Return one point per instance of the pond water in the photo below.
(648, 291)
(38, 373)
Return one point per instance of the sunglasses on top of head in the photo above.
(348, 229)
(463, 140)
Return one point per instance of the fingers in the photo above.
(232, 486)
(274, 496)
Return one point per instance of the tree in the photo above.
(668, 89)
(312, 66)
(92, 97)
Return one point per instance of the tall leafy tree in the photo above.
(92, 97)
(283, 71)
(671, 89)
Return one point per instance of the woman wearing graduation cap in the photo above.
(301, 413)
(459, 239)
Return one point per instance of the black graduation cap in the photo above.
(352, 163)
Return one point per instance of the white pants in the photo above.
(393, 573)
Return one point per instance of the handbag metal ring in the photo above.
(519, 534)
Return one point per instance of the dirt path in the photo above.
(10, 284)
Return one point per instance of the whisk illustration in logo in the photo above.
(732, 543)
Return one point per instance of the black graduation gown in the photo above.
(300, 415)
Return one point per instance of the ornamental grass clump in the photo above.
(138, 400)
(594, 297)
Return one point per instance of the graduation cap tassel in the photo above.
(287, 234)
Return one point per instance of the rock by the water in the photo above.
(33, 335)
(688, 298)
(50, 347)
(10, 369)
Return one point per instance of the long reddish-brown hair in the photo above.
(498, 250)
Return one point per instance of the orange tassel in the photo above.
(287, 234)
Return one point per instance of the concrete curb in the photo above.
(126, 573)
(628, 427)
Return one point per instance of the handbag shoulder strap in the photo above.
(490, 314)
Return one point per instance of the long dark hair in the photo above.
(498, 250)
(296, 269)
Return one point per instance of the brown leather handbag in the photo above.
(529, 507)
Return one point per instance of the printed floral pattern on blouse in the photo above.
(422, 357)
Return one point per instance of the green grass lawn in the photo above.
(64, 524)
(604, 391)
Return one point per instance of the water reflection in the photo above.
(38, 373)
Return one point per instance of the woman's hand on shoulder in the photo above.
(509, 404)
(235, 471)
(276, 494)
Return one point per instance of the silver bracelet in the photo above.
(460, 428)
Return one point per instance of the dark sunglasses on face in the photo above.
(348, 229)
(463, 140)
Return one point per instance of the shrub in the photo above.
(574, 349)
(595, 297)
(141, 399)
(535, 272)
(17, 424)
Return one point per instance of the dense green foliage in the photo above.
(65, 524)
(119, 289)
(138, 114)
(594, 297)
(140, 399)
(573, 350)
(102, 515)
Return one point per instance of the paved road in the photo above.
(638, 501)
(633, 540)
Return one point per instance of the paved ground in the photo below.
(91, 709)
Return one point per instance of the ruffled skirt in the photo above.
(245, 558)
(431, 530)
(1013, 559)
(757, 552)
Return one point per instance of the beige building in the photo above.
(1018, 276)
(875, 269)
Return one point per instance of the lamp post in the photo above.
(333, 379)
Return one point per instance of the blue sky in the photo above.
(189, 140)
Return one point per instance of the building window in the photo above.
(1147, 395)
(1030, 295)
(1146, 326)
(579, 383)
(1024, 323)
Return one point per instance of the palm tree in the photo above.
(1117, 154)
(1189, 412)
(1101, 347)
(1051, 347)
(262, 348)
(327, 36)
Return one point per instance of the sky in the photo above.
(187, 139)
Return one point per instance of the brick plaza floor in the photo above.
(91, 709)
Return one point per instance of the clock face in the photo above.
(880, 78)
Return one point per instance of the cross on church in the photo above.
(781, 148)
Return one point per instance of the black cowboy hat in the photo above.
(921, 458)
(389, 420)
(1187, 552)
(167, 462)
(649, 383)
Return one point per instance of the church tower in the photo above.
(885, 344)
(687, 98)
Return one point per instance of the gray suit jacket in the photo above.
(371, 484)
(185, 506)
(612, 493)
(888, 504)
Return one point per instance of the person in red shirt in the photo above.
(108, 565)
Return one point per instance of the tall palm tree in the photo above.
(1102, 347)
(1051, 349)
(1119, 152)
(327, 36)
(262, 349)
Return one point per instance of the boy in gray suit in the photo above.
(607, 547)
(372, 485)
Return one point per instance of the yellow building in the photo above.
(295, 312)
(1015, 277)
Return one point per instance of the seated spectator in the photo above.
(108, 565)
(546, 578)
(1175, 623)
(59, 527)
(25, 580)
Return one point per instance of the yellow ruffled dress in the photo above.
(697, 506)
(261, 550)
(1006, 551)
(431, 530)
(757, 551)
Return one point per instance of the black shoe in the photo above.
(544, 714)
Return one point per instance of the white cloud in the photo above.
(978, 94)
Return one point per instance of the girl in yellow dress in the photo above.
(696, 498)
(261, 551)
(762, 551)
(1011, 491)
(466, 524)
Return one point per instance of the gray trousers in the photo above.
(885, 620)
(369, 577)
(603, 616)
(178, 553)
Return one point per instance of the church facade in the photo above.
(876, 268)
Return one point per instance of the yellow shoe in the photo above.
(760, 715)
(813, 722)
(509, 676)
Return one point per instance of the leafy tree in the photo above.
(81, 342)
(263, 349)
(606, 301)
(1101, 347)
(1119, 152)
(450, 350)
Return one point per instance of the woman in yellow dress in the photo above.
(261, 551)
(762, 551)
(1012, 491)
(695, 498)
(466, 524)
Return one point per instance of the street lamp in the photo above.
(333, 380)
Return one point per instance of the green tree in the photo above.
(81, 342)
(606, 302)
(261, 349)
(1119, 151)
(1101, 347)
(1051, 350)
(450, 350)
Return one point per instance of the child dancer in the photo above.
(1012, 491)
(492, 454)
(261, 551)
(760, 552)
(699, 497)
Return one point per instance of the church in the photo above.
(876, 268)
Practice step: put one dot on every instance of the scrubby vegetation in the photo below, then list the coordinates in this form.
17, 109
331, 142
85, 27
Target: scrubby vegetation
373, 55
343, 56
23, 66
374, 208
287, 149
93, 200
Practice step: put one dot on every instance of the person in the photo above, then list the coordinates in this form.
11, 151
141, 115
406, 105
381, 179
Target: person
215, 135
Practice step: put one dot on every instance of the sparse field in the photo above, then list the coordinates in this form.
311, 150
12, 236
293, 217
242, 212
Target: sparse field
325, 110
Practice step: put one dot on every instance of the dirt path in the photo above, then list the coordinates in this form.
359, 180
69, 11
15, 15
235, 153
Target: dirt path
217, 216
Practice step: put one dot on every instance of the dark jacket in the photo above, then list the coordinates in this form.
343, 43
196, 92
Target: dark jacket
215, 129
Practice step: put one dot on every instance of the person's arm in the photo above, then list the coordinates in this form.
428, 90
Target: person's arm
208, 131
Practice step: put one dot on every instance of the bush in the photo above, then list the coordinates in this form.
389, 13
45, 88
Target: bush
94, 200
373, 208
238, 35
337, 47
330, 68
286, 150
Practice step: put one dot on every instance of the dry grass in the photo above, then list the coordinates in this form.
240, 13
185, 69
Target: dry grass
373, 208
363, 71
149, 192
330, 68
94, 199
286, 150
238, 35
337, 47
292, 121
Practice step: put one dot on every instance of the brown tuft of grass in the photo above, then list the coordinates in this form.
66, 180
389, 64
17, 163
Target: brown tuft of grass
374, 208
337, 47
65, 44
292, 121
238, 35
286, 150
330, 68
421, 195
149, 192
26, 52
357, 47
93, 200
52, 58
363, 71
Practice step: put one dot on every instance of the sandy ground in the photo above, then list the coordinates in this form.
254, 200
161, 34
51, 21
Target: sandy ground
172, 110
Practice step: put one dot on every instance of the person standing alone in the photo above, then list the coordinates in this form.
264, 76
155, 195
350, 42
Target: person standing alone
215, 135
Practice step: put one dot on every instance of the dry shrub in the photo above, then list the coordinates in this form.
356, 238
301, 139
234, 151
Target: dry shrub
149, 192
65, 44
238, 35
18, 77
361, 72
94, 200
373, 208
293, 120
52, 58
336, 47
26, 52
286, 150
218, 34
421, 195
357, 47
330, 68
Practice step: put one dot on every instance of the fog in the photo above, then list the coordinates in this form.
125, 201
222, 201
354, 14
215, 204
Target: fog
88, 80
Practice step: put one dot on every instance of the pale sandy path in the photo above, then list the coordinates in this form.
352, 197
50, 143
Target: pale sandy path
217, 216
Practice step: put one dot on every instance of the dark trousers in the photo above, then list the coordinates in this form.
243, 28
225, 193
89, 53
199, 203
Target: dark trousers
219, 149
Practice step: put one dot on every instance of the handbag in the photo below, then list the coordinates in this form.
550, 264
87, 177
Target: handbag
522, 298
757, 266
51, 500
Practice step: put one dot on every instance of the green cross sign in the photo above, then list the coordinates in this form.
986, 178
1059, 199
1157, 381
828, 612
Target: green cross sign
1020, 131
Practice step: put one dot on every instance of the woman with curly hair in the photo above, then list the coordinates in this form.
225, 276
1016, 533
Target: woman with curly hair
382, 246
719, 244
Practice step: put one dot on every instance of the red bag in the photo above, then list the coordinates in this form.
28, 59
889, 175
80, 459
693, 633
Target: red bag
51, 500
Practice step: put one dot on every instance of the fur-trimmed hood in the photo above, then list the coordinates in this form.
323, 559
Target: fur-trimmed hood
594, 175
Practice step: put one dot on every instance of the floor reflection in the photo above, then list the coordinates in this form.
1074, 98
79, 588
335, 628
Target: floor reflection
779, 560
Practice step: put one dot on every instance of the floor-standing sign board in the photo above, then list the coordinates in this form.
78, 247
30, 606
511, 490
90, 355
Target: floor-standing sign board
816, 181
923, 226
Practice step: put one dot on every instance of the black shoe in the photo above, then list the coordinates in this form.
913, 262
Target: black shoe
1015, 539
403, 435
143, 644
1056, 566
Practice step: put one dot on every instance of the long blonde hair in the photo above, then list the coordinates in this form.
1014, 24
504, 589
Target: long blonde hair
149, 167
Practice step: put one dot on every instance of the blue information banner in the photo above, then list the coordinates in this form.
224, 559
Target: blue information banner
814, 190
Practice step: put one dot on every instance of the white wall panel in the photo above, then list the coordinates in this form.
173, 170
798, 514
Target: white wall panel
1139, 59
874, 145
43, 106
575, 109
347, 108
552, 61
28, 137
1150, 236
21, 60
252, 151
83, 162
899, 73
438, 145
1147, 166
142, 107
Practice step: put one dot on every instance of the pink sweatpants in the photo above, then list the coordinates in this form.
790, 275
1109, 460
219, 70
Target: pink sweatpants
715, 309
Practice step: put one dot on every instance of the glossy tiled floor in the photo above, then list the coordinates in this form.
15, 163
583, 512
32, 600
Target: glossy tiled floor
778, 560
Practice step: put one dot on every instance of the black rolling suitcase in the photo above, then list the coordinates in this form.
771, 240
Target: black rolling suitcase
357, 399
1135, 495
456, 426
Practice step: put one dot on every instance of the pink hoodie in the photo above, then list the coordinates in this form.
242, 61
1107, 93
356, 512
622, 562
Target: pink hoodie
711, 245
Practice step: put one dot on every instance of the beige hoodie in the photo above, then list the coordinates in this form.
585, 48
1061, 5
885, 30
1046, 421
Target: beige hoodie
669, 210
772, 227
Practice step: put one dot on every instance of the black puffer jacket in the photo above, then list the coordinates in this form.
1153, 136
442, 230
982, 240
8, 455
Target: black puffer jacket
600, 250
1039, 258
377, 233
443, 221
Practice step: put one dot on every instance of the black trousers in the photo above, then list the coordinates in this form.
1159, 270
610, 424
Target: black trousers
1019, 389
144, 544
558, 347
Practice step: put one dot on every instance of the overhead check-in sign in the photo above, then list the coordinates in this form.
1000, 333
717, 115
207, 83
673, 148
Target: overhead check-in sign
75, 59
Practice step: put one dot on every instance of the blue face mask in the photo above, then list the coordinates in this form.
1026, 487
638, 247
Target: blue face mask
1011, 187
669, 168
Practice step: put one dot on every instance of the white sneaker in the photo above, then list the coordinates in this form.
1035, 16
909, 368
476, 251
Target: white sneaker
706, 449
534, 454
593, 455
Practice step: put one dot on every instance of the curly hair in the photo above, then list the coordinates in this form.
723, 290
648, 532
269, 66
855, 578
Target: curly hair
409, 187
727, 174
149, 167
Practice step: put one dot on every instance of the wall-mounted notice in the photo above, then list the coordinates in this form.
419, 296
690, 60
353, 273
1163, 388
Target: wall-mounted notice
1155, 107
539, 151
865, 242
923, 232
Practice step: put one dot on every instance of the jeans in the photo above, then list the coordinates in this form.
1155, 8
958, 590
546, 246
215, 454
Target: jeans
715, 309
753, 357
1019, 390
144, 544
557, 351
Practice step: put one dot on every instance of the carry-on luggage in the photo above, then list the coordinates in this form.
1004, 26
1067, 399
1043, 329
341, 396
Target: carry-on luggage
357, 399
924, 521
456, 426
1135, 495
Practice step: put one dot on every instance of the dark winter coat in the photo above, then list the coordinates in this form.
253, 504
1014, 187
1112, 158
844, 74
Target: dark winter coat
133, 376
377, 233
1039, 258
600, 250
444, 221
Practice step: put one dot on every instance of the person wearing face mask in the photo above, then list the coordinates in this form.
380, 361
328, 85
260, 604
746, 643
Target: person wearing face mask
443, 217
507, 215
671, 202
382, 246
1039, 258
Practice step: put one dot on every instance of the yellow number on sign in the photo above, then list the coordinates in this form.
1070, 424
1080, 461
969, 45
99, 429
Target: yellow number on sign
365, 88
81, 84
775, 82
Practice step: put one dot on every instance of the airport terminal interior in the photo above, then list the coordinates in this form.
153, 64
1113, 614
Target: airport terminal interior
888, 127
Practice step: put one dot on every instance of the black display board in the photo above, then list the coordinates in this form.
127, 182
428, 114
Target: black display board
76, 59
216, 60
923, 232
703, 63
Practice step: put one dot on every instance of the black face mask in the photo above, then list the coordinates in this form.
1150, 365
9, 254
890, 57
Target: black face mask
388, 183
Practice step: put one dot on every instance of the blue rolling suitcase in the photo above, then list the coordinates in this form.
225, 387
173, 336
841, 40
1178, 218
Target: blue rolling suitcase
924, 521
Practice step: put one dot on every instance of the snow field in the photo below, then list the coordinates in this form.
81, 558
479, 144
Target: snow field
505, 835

* Given request *
Nothing outside the span should appear: transcribe the lines from the one containing "the black face" through the last line of the records.

* Task response *
Practice step: put one dot on every instance of the black face mask in the photo above, then list the coordinates in this form.
1150, 365
9, 254
890, 57
Target: black face mask
388, 183
Practice step: put one dot on every instance of the blue rolling suitcase in the photo above, then list the coordinates in this form.
225, 387
173, 336
841, 40
1178, 218
Target: blue rolling suitcase
924, 521
Practice step: put one dot on every instance of the snow field in the photo below, then list the coordinates in this form.
81, 558
479, 144
Target: snow field
505, 835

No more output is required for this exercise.